(Selected text Opens)

EventBridge batch size blowing up Lambda concurrency for Genesys Cloud interactions

Hey folks,

Running into a wall with our EventBridge consumer for Genesys Cloud interaction events. We’re seeing massive spikes in Lambda concurrency during peak hours, and the batch window is apparently too aggressive.

Our current setup triggers on the genesyscloud:interaction:created event. The default batch size is 100, but we’re seeing batches come in way larger than that during traffic surges. When the Lambda times out (we’re at the 15 min limit), the records fail and get retried, which just piles up more concurrency.

Here’s the rough skeleton of our handler:

def lambda_handler(event, context):
 records = event.get('records', [])
 failed_count = 0
 
 for record in records:
 try:
 process_interaction(record['body'])
 except Exception as e:
 failed_count += 1
 logging.error(f"Failed processing: {e}")
 
 if failed_count > 0:
 raise Exception(f"{failed_count} records failed")

(Selected text Closes)
(Data Opens)

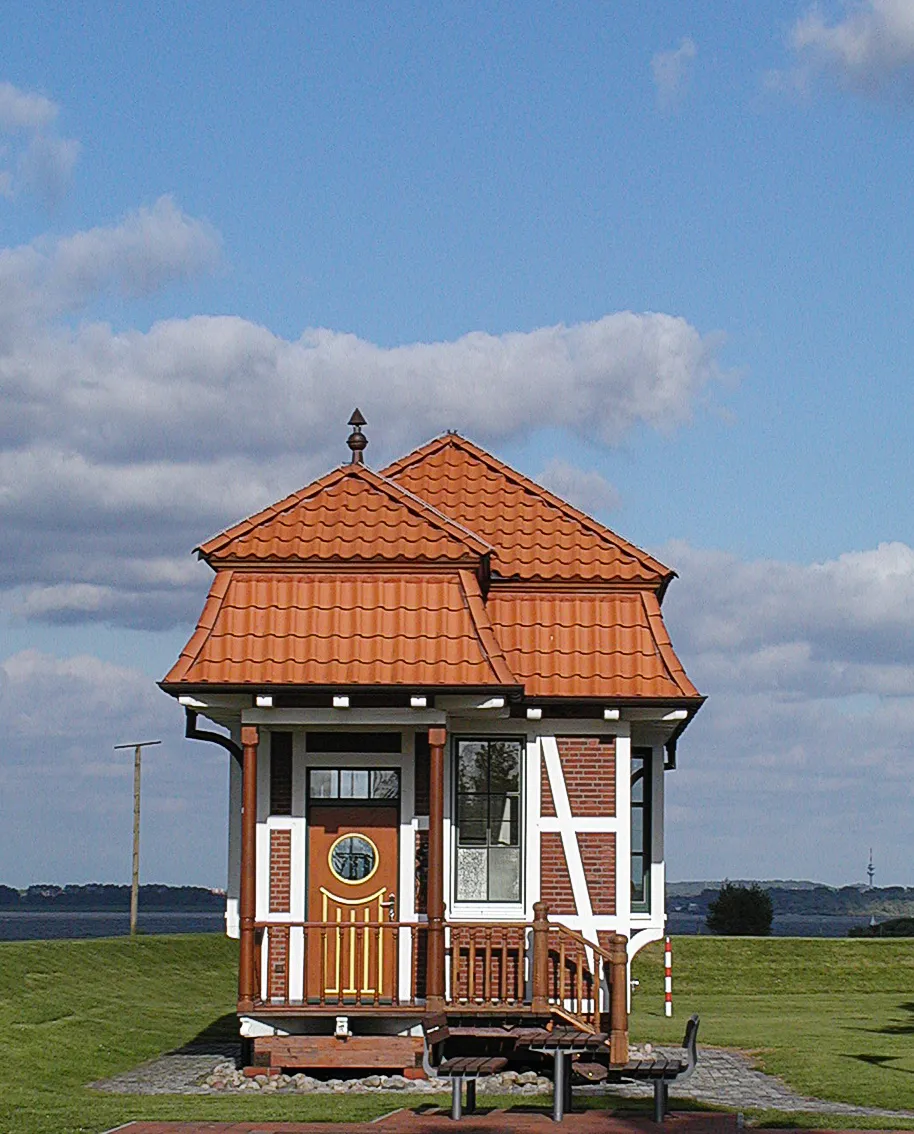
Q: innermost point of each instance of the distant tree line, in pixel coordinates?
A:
(887, 900)
(895, 927)
(98, 896)
(743, 911)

(Data Closes)

What is expected. Copy word for word the passage of the EventBridge post above that opens with the words containing "Here’s the rough" and closes with "process_interaction(record['body'])".

Your solution.
Here’s the rough skeleton of our handler:

def lambda_handler(event, context):
 records = event.get('records', [])
 failed_count = 0
 
 for record in records:
 try:
 process_interaction(record['body'])